→ **Written instruction**: Return every line of the material exactly.

Rows from a pointing dataset:
## begin

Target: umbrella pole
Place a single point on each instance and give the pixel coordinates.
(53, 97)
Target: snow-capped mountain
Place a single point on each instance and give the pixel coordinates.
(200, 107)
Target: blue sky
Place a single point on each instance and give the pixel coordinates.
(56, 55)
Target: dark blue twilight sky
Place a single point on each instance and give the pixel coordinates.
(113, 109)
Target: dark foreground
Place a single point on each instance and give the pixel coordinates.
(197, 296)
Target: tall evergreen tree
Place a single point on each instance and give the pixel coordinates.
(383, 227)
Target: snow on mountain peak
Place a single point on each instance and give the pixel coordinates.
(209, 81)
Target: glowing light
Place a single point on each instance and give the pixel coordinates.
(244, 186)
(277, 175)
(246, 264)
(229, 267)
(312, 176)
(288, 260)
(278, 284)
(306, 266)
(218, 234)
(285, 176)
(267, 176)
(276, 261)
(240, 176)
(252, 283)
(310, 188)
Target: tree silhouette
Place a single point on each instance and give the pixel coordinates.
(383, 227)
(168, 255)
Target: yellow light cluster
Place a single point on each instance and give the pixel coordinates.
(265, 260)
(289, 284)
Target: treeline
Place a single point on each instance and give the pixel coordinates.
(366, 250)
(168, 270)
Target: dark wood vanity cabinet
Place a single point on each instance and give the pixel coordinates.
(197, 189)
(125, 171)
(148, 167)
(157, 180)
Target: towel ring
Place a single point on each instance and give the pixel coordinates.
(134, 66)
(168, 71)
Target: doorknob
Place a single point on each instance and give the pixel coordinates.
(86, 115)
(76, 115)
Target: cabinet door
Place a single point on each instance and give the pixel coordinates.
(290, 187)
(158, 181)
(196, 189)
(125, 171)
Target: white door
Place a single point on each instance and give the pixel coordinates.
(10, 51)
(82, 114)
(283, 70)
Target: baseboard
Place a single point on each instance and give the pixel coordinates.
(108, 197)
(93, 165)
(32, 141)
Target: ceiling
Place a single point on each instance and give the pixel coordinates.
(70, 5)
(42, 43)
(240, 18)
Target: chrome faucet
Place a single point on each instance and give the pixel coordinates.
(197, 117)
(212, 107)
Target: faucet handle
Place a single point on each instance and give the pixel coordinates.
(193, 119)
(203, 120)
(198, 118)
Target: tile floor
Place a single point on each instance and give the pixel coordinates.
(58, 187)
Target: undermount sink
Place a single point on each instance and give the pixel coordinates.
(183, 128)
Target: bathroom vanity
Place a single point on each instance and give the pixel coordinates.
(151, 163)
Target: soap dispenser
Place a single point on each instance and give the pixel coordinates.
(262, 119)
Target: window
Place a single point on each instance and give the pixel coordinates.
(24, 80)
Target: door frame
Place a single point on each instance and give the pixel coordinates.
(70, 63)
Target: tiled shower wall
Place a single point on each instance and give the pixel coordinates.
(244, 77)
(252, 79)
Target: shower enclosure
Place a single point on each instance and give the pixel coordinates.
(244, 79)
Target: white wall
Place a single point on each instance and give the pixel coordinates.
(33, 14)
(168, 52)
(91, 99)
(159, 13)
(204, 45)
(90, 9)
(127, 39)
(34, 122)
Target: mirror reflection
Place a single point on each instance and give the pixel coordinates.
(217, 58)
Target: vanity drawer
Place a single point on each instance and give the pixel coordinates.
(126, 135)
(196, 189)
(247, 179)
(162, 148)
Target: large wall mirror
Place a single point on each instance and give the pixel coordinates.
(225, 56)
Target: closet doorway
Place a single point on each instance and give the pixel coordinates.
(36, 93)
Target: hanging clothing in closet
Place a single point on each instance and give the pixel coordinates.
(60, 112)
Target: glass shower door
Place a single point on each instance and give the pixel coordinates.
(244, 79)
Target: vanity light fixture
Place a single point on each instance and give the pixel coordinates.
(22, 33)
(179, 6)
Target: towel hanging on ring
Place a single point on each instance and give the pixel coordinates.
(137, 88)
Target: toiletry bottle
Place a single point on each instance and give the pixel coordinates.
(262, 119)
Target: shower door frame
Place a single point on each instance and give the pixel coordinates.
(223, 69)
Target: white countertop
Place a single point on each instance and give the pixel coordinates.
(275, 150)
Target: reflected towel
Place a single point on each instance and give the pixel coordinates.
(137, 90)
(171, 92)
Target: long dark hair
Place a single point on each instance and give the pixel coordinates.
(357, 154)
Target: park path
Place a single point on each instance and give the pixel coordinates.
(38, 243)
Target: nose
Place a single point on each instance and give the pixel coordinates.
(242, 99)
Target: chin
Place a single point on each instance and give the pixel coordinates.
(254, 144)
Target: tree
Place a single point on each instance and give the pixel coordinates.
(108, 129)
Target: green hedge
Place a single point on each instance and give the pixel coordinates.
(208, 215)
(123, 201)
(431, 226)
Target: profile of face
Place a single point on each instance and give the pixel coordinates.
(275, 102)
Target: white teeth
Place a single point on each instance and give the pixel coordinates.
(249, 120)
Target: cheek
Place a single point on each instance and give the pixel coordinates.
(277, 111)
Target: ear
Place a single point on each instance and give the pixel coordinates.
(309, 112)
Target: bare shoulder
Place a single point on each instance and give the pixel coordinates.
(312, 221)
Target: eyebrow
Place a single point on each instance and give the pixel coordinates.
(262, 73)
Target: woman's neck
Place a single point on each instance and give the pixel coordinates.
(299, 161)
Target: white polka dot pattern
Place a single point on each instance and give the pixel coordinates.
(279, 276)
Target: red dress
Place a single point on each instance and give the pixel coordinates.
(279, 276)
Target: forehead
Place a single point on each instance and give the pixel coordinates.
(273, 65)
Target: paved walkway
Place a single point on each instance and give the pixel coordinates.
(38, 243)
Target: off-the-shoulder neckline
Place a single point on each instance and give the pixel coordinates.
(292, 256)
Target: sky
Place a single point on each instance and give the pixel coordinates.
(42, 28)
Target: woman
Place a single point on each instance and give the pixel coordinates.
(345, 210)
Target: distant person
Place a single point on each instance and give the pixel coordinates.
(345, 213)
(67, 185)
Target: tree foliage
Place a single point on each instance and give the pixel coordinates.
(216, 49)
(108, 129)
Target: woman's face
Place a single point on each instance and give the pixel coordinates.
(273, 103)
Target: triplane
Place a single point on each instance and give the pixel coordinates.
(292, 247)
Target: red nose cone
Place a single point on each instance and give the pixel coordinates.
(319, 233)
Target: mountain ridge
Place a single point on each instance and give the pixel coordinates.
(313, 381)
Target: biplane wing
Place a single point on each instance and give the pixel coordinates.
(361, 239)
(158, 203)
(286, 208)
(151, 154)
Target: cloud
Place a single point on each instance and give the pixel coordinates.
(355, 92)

## end

→ **Output for this exercise**:
Target: umbrella pole
Place a single point on each instance and give the pixel coordinates.
(53, 97)
Target: snow-capped mountain
Place a single point on each instance and give the pixel coordinates.
(200, 107)
Target: blue sky
Place a single point on each instance and give the pixel coordinates.
(56, 55)
Target: dark blue twilight sky
Place a single point on each instance and give the pixel coordinates.
(113, 109)
Target: dark foreground
Place a single point on each instance and give the pixel coordinates.
(197, 296)
Target: tall evergreen tree
Place a single point on each instance and give the pixel coordinates.
(383, 227)
Target: snow on mountain peak
Place a single point on each instance and give the pixel coordinates.
(209, 81)
Target: glowing light
Place a single point on each instance and give the pixel coordinates.
(244, 186)
(277, 175)
(246, 264)
(229, 267)
(312, 176)
(288, 260)
(278, 284)
(306, 266)
(218, 234)
(285, 176)
(267, 176)
(276, 261)
(240, 176)
(252, 283)
(310, 188)
Target: tree silhouette
Place a single point on each instance and give the pixel coordinates.
(383, 227)
(168, 255)
Target: yellow light cluster
Place a single point on each instance and give the pixel coordinates.
(265, 260)
(289, 284)
Target: treeline
Place a single point on each instance and give the pixel coordinates.
(366, 250)
(168, 270)
Target: dark wood vanity cabinet
Place a single point on each instance and give the pixel coordinates.
(197, 189)
(125, 171)
(148, 167)
(157, 180)
Target: towel ring
Place a single point on each instance and give the pixel coordinates.
(134, 66)
(168, 71)
Target: doorknob
Place a single point on each instance and give the pixel coordinates.
(86, 115)
(76, 115)
Target: cabinet door
Place a single point on each instance and give the pixel coordinates.
(290, 187)
(158, 181)
(196, 189)
(125, 171)
Target: white door
Place a single point on each instance and give the pixel coordinates.
(10, 51)
(82, 114)
(283, 70)
Target: baseboard
Place a single point on each instance and give the pixel coordinates.
(108, 197)
(93, 165)
(32, 141)
Target: ceiling
Place a single point on each instance and give the pixel coordinates.
(70, 5)
(42, 43)
(240, 18)
Target: chrome faucet
Place a single point on each instance and give the pixel coordinates.
(197, 117)
(212, 107)
Target: faucet handle
Place a single point on each instance and give the pixel coordinates.
(193, 119)
(203, 120)
(198, 118)
Target: tile floor
Place a single point on each instance and give the pixel coordinates.
(58, 187)
Target: undermount sink
Place a single point on each instance and give the pixel coordinates.
(183, 128)
Target: bathroom vanity
Place a single point on each instance and give the pixel coordinates.
(151, 163)
Target: soap dispenser
Place a single point on each instance and give the pixel coordinates.
(262, 119)
Target: window
Place a single point on each instance and give the pixel coordinates.
(24, 80)
Target: door frame
Place a single point on each instance and give the pixel coordinates.
(70, 63)
Target: tiled shower wall
Place a single point on each instance and give the pixel coordinates.
(244, 77)
(252, 79)
Target: shower enclosure
Place a single point on each instance and give the pixel coordinates.
(244, 79)
Target: white wall
Place a single point on each instance and give the pixel coordinates.
(33, 14)
(168, 52)
(91, 99)
(159, 13)
(204, 45)
(90, 9)
(127, 39)
(34, 122)
Target: mirror reflection
Place a single point on each instance and give the pixel coordinates.
(217, 58)
Target: vanity drawer
Place a single point on each instance and give the pixel coordinates.
(126, 135)
(196, 189)
(247, 179)
(162, 148)
Target: large wall mirror
Place a single point on each instance and give the pixel coordinates.
(225, 56)
Target: closet doorway
Place a single point on each instance and give the pixel coordinates.
(36, 93)
Target: hanging clothing in closet
Place a single point on each instance and give the pixel coordinates.
(60, 112)
Target: glass shower door
Place a single point on each instance and give the pixel coordinates.
(244, 79)
Target: vanity light fixture
Place a single point on each instance and give the pixel coordinates.
(22, 33)
(179, 6)
Target: towel hanging on ring
Place a single point on each instance and give the pixel coordinates.
(137, 88)
Target: toiletry bottle
Place a single point on each instance and give the pixel coordinates.
(262, 119)
Target: shower door frame
Place a single point on each instance and give the pixel coordinates.
(223, 69)
Target: white countertop
Place a single point on each instance and give the pixel coordinates.
(275, 150)
Target: reflected towel
Place a single point on each instance and give the pixel coordinates.
(137, 90)
(171, 92)
Target: long dark hair
Place a single point on each instance and give the pixel coordinates.
(357, 154)
Target: park path
Place a single point on each instance and give the pixel coordinates.
(38, 243)
Target: nose
Place a single point on each instance and give the pixel coordinates.
(242, 99)
Target: chin
Place a single point on each instance and give the pixel coordinates.
(254, 144)
Target: tree
Place a single point on each instance and give the pixel coordinates.
(108, 129)
Target: green hedge
Place a single point on each instance and give the pixel coordinates.
(208, 215)
(123, 201)
(431, 226)
Target: profile of face
Place a single point on each instance and give the pixel coordinates.
(275, 102)
Target: white teeth
Place a single point on each instance and give the pixel coordinates.
(249, 120)
Target: cheek
Place a single point on each instance and give the pixel coordinates.
(277, 111)
Target: ear
Place a single point on each instance and give the pixel coordinates.
(309, 112)
Target: bare shoulder
Place a single point on each instance and give the pixel coordinates.
(312, 221)
Target: eyebrow
Place a single point on each instance and give the pixel coordinates.
(262, 73)
Target: woman's neck
Place a single point on each instance and give the pixel coordinates.
(299, 161)
Target: white polka dot pattern
Place a single point on each instance and give the pixel coordinates.
(279, 276)
Target: red dress
Place a single point on each instance and give the pixel coordinates.
(279, 276)
Target: forehead
Place a single point on each instance and give the pixel coordinates.
(273, 65)
Target: paved walkway
Place a single point on each instance and give the pixel coordinates.
(38, 243)
Target: off-the-shoulder neckline
Place a single point on each instance and give the pixel coordinates.
(292, 256)
Target: sky
Place a single point on each instance and give the pixel coordinates.
(42, 28)
Target: woman
Place a single point on each instance and give the pixel coordinates.
(345, 210)
Target: distant person
Place a single point on each instance and give the pixel coordinates.
(345, 213)
(67, 185)
Target: tree foliage
Place a single point on each instance and give the pixel coordinates.
(216, 49)
(108, 129)
Target: woman's face
Place a single point on each instance and give the pixel coordinates.
(273, 103)
Target: triplane
Place a single point on each instance and give the pixel coordinates.
(292, 247)
Target: red nose cone
Place a single point on each instance and give the pixel coordinates.
(319, 233)
Target: mountain ridge
Place a single point on each instance and give the pixel coordinates.
(313, 381)
Target: biplane wing
Place a single point on each instance and give the pixel coordinates.
(361, 239)
(158, 203)
(286, 208)
(151, 154)
Target: cloud
Place a single point on each instance and give the pixel coordinates.
(355, 92)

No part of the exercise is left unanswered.